### [Assigned task]
Every entry is to be printed again precisely as given.

### [Data to use]
···
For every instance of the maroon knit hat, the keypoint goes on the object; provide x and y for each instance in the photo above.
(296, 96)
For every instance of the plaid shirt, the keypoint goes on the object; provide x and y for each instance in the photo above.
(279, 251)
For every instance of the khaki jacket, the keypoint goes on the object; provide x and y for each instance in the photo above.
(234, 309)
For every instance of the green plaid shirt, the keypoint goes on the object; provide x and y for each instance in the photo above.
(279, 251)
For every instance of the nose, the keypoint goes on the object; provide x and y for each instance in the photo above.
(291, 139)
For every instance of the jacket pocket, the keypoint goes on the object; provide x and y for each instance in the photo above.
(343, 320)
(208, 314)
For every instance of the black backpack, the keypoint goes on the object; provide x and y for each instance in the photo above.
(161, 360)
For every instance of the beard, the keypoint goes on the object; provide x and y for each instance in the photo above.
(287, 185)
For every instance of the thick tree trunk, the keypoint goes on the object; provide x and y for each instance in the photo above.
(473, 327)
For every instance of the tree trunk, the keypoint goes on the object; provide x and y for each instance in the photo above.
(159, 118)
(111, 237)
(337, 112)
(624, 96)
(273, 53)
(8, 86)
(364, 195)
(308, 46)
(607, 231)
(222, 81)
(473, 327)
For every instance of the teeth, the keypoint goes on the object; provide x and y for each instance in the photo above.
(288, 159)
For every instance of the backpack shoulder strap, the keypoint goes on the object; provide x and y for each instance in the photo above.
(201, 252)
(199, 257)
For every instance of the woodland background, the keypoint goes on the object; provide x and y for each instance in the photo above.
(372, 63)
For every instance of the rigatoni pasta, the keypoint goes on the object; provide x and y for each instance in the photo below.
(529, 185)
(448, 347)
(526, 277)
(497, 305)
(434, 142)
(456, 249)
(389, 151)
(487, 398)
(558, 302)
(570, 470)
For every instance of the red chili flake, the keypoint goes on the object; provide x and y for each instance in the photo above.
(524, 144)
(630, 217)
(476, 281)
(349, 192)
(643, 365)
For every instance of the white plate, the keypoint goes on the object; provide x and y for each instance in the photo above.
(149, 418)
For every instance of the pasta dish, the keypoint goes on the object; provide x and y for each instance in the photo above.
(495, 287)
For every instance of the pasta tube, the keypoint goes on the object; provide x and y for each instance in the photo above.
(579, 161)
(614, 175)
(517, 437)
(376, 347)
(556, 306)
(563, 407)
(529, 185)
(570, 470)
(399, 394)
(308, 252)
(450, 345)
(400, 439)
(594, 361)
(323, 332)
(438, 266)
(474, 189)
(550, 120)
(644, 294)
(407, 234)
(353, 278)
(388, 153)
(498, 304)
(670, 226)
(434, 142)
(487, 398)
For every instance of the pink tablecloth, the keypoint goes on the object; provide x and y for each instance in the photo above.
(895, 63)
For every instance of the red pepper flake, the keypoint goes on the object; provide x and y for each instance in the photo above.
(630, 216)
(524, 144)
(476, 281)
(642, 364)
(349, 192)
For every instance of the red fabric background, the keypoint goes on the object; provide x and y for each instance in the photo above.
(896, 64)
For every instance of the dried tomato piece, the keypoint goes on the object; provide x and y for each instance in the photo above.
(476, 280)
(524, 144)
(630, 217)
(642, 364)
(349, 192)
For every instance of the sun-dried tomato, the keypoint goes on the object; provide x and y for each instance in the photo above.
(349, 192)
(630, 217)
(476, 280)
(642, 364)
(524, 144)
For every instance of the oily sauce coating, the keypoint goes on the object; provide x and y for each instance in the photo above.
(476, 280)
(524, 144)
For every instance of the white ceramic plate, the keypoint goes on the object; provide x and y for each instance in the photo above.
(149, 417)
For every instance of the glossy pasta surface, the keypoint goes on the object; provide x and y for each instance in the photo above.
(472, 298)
···
### [Exercise answer]
For every instance of the maroon knit hat, the keypoint goes on the object; provide x and y for each instance in the photo above.
(296, 96)
For every instance of the plaid shirt, the keypoint goes on the object; provide x and y for each instance in the photo above.
(279, 251)
For every instance of the khaki jacket, the keypoint goes on the object; provide x and y for each instance in the photo above.
(234, 309)
For every instance of the green plaid shirt, the keypoint goes on the object; provide x and y for each instance in the photo above.
(279, 251)
For every instance of the nose, the keypoint goes on the object; provide x and y for each instance in the photo above.
(291, 139)
For every instance of the jacket pocket, the keypoint goes on the object; provide x and y for each instance in the photo above.
(343, 320)
(208, 314)
For every instance of the black backpack, the keypoint goes on the object; provide x and y for each instance in the photo above.
(161, 360)
For every instance of the beard, the keypoint goes on the object; provide x and y for each instance in the photo above.
(287, 185)
For every instance of the thick tree trunk, the keypoint goes on the object; provide x and y for each instance in the photo above.
(473, 327)
For every instance of the tree trunk, the keypoint goes on the object; provide x and y for each instance in the photo above.
(159, 118)
(111, 237)
(337, 112)
(624, 96)
(273, 53)
(8, 86)
(364, 195)
(308, 46)
(607, 231)
(222, 81)
(473, 327)
For every instance of the teeth, the keypoint goes on the object; provide x and y for each instance in the photo above.
(288, 159)
For every instance of the backpack shoulder strap, the keypoint goes on the object; provide x and y for each instance in the photo above.
(201, 252)
(199, 257)
For every instance of the woodland background, the keypoint goes on the object; provide x and y for each instance in the photo above.
(372, 63)
For every instance of the rigatoni pasta, the keypoint goes on the object; provide x and y for each instance in the photo below.
(529, 185)
(448, 347)
(526, 277)
(497, 305)
(434, 142)
(456, 249)
(389, 151)
(487, 398)
(558, 302)
(570, 470)
For every instance of the red chili flake, the keypoint goes on the object; provide x and y for each instance in the photo above.
(524, 144)
(630, 217)
(476, 281)
(349, 192)
(643, 365)
For every instance of the white plate, the keypoint goes on the object; provide x and y for each instance in the photo above.
(149, 418)
For every instance of the pasta dish, the keypoint goes on the object; provide x and y for each instance in the photo above.
(495, 287)
For every instance of the pasta tube, the keypoint goes on the object; provide x and y for each instance in the photo above.
(579, 161)
(614, 175)
(517, 437)
(376, 347)
(556, 306)
(563, 407)
(529, 185)
(570, 470)
(399, 394)
(308, 252)
(450, 345)
(400, 439)
(594, 361)
(323, 332)
(438, 266)
(474, 189)
(550, 120)
(644, 294)
(407, 234)
(353, 278)
(388, 153)
(498, 304)
(670, 226)
(434, 142)
(487, 398)
For every instance of the pink tablecloth, the keypoint goes on the object; provide x and y for each instance in the photo above.
(895, 63)
For every instance of the red pepper flake, the keypoint goes on the object; provide x and y for each instance in the photo above.
(630, 216)
(524, 144)
(476, 281)
(642, 364)
(349, 192)
For every instance of the red fabric background, the keypoint goes on the object; provide x and y for each instance in the photo above.
(896, 64)
For every instance of the dried tomato piece, the keypoint goes on the object; provide x and y for each instance in the photo above.
(476, 280)
(524, 144)
(630, 217)
(642, 364)
(349, 192)
For every instance of the sun-dried tomato, the keypoint goes on the object; provide x and y for each instance in the photo above.
(349, 192)
(630, 217)
(476, 280)
(642, 364)
(524, 144)
For every instance of the oily sauce coating, the keypoint goes on the object; provide x and y for each instance in the photo above.
(476, 280)
(524, 144)
For every instance of the white ceramic plate, the keypoint goes on the object; provide x and y for each instance in the photo above.
(149, 417)
For every instance of the glossy pasta surface, the keypoint goes on the object; provide x and y for each instance in the photo above.
(472, 298)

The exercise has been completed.